**ABOUT THIS EXERCISE:** Every entry in the following data should be output exactly.

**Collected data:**

=== Begin Enclosure ===

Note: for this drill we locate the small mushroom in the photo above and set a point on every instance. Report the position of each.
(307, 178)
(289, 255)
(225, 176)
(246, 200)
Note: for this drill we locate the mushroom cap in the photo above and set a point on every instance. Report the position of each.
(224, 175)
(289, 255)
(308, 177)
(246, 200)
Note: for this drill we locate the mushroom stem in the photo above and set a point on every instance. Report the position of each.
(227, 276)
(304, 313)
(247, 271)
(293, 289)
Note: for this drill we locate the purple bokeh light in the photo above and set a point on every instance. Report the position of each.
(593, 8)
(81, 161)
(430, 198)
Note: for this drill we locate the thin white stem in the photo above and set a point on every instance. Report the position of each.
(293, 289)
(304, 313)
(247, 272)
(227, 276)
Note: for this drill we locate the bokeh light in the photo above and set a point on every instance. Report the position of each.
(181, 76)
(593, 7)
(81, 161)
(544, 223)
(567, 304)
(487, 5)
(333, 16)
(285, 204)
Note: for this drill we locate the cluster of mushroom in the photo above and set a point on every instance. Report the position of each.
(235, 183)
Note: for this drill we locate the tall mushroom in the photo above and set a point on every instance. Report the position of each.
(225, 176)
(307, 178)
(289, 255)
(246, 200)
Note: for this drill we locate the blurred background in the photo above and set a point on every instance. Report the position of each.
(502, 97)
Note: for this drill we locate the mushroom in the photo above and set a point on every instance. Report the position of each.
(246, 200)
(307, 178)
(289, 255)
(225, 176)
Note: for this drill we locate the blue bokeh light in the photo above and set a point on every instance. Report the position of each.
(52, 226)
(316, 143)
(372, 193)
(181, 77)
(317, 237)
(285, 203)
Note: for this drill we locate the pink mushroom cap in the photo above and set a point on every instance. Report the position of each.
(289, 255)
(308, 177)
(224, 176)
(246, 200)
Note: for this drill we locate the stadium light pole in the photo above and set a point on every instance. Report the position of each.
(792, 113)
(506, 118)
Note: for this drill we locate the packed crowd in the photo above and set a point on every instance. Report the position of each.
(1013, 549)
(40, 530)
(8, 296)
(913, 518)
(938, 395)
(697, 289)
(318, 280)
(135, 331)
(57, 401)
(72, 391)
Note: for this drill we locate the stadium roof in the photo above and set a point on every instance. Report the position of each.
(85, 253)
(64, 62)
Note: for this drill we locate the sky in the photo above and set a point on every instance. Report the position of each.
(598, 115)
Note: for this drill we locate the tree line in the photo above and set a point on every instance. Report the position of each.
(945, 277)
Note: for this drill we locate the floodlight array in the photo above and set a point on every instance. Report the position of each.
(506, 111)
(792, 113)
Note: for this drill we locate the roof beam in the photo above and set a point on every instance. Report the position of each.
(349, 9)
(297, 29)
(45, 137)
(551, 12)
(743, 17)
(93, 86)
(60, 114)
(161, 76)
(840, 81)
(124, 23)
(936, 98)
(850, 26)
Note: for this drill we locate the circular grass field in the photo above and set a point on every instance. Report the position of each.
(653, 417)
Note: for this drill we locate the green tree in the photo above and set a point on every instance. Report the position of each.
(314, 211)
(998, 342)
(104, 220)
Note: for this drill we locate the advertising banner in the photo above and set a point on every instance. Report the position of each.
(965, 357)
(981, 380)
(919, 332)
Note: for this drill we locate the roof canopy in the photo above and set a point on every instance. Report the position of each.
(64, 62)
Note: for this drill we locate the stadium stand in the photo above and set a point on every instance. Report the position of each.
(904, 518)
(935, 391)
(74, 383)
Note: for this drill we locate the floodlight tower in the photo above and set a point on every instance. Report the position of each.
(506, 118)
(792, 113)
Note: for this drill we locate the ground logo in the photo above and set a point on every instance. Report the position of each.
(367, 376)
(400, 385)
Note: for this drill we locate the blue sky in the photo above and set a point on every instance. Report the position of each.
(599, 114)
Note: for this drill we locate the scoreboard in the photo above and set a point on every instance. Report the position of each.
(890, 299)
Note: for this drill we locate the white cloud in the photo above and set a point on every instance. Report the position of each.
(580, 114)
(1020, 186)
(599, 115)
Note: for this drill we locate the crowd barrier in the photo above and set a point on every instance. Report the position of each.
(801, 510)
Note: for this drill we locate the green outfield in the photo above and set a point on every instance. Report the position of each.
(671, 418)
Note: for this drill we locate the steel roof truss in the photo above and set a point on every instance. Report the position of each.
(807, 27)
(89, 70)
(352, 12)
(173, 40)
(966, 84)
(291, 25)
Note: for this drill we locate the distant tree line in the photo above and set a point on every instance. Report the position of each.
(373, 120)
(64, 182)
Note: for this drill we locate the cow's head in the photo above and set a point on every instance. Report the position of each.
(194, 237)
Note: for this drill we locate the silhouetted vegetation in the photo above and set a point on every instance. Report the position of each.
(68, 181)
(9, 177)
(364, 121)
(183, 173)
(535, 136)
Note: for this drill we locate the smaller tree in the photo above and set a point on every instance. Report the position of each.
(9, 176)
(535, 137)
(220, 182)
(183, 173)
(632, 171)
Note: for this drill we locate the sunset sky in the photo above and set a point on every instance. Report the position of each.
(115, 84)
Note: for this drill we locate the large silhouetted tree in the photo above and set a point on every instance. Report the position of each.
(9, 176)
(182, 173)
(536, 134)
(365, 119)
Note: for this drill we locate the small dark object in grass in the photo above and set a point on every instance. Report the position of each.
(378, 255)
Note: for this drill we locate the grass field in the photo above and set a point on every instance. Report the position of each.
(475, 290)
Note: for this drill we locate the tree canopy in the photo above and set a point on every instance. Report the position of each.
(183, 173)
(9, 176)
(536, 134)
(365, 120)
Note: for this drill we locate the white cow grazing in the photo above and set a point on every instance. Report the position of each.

=== End Enclosure ===

**WRITTEN RESPONSE:**
Note: for this drill we locate the small mushroom in the photo above and set a point on every instance. Report the position of each.
(307, 178)
(289, 255)
(225, 176)
(246, 200)
Note: for this drill we locate the mushroom cap in the photo above and set a point on every instance. Report the position of each.
(224, 175)
(289, 255)
(308, 177)
(246, 200)
Note: for this drill we locate the mushroom stem in the photo above and set a point on every instance. Report the position of each.
(227, 276)
(304, 313)
(247, 271)
(293, 289)
Note: for this drill we locate the purple bokeh light in the photo above and set a point on every instance. Report the position of each.
(593, 8)
(81, 161)
(430, 198)
Note: for this drill we locate the thin white stem in the photo above and set a point on every instance. Report the position of each.
(293, 289)
(304, 313)
(247, 272)
(227, 276)
Note: for this drill we locate the bokeh light in the photo above and set a point on every instance. Report the position of each.
(181, 76)
(593, 7)
(81, 161)
(544, 223)
(567, 304)
(487, 5)
(333, 16)
(285, 204)
Note: for this drill we locate the cluster of mushroom in the photo above and set a point on every instance. Report the position of each.
(235, 183)
Note: for this drill we locate the tall mushroom in the photo above and set a point on every instance. Report the position of each.
(225, 176)
(307, 178)
(289, 255)
(246, 200)
Note: for this drill we locate the blurred background in the photo above and set a point on every instance. Report the position of each.
(502, 97)
Note: for this drill we locate the mushroom in the photo above and set a point on every instance. Report the position of each.
(246, 200)
(307, 178)
(289, 255)
(225, 176)
Note: for this drill we locate the blue bokeh light in the photo above and set a point on every instance. Report the position of each.
(52, 226)
(316, 143)
(372, 193)
(181, 77)
(317, 237)
(285, 203)
Note: for this drill we locate the pink mushroom cap in the photo above and set a point on every instance. Report the position of each.
(289, 255)
(308, 177)
(224, 176)
(246, 200)
Note: for this drill we locate the stadium light pole in the photo above and set a point on every instance. Report the position of each.
(792, 113)
(506, 118)
Note: for this drill we locate the packed crowd in the photo above and set a point on every instance. Report the position of each.
(1013, 549)
(40, 530)
(8, 296)
(913, 518)
(938, 395)
(697, 289)
(318, 280)
(135, 331)
(57, 401)
(72, 391)
Note: for this drill we locate the stadium roof in the photo above and set a point on every instance. Report the position of each.
(85, 253)
(64, 62)
Note: for this drill we locate the sky in the photo above and set a point on every instance. Report the position of each.
(598, 115)
Note: for this drill we locate the tree line in the photo above and set a point on every instance. Report the position of each.
(945, 277)
Note: for this drill we locate the floodlight array in the photo above and set a point on every instance. Report the position of each.
(506, 111)
(792, 113)
Note: for this drill we locate the roof beam in the photo above and set a point on every instance. Report the position of each.
(349, 9)
(297, 29)
(45, 137)
(551, 12)
(743, 17)
(93, 86)
(60, 114)
(161, 76)
(840, 81)
(124, 23)
(936, 98)
(850, 26)
Note: for this drill we locate the circular grass field in the photo above and set a point on every instance. Report the position of each.
(653, 417)
Note: for this drill we locate the green tree in the photo above and set a point on every instance. Report the position of each.
(314, 211)
(998, 342)
(104, 220)
Note: for this drill we locate the advertising banner in the photo above and set a point on every instance. Report the position of each.
(965, 357)
(981, 380)
(919, 332)
Note: for this drill we locate the roof canopy in the photo above and set a point on every instance. Report the position of each.
(64, 62)
Note: for this drill we locate the stadium stand in the photo above and set a point on every instance. Report the position of each.
(904, 518)
(935, 391)
(74, 383)
Note: for this drill we locate the floodlight tower in the photo above and set a point on every instance. Report the position of each.
(506, 118)
(792, 113)
Note: for this drill we locate the ground logo in the photo above and set a point on every instance. Report the position of each.
(367, 376)
(400, 385)
Note: for this drill we locate the blue sky in the photo above and set a point on every instance. Report the position of each.
(599, 114)
Note: for this drill we locate the scoreboard in the photo above and set a point on every instance. Report the position of each.
(890, 299)
Note: for this drill we locate the white cloud in the photo above and set a point on every instance. Report the position of each.
(580, 114)
(1020, 186)
(599, 115)
Note: for this drill we locate the crowd barrier in the photo above and set a point on every instance. Report the position of each.
(801, 510)
Note: for this drill we locate the green outfield in the photo above and set a point on every instance. Report the position of each.
(671, 418)
Note: for this drill we locate the steel roof truss in the photo above and set a point on every instance. Report the position of each.
(807, 27)
(89, 70)
(352, 12)
(173, 40)
(966, 84)
(291, 25)
Note: for this drill we locate the distant tree line in the photo above and set a point on every instance. Report the position of each.
(373, 120)
(64, 182)
Note: for this drill we locate the cow's head in the photo above and set a point on every instance. Report the position of each.
(194, 237)
Note: for this drill we locate the silhouetted vegetation in the photo above and set a point on every instance. Report the position of each.
(68, 181)
(9, 177)
(364, 121)
(183, 173)
(535, 136)
Note: for this drill we locate the smaller tree in the photo above and set a point on every instance. Report the position of each.
(9, 176)
(535, 137)
(220, 182)
(183, 173)
(632, 171)
Note: for this drill we locate the sunset sky in the photo above and set a point on every instance. Report the position of each.
(115, 84)
Note: for this drill we locate the large silhouetted tree in the photo above and set a point on every instance. Report the position of each.
(9, 176)
(182, 173)
(536, 134)
(365, 119)
Note: for this drill we locate the small dark object in grass in the photo above and set a point on every instance. Report the position of each.
(378, 255)
Note: for this drill we locate the grass field in the photo above and set a point on every instance. Report the position of each.
(475, 290)
Note: for this drill we locate the tree canopy in the photo above and set a point on every instance. Report the position of each.
(183, 173)
(9, 176)
(536, 134)
(365, 120)
Note: for this drill we locate the white cow grazing in the photo above and set a point on every instance. Report the position of each.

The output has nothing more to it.